*GIVEN INSTRUCTION*: Can you give these rows again with "place a point" replaced by "put a marker" everywhere and nothing else changed?

*DATA TO USE*:
■ ■ ■ ■ ■
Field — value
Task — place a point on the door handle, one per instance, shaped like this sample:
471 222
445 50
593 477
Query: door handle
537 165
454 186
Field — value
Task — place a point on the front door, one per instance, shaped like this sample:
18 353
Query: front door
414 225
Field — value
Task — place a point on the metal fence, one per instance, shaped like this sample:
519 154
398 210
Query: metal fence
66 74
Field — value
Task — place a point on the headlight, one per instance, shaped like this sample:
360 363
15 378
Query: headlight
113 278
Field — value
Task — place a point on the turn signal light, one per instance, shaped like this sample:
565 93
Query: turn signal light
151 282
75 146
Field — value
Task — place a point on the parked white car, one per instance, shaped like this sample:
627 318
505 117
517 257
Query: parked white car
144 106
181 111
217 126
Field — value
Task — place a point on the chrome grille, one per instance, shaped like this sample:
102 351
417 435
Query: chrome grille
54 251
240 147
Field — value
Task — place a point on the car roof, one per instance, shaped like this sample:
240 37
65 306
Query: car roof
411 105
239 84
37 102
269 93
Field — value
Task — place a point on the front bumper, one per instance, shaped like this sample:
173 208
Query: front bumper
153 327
■ ■ ■ ■ ■
*FINAL RESULT*:
Field — value
Task — put a marker on the door handle, one per instance, shaped like this sample:
471 222
445 50
593 477
Query: door handle
537 165
454 186
Field — value
Task — put a marker on the front door, one per instance, shaped like this sample:
18 353
Query: front door
414 225
Field — value
Task — put a marker on the metal fence, one per instance, shaped like this sample:
519 154
398 210
Query: metal fence
66 74
Field — value
Task — put a marker on the headlight, one per instance, shaped like this sample:
360 363
15 378
Query: headlight
113 278
Field — value
Task — put a marker on the turn signal light, one per instance, shaped like this sample:
565 93
Query: turn signal light
151 282
75 146
Field — value
Task — put a marker on the parked white car, one per instance, shaped like this sample:
627 318
505 117
517 257
Query: parked white car
144 106
181 111
217 126
Field — value
Task — put a marker on the chrome grille, one per instance, shaped like this sample:
102 351
417 435
Query: chrome grille
54 251
240 147
Field — value
Task — put a marker on the car roof, one per instance, shaped like this sample:
240 37
65 306
Query: car roof
411 105
239 84
37 102
269 93
Field — value
Task — put a marker on the front bumper, one per instance, shaped like this sample:
173 208
Query: front bumper
153 327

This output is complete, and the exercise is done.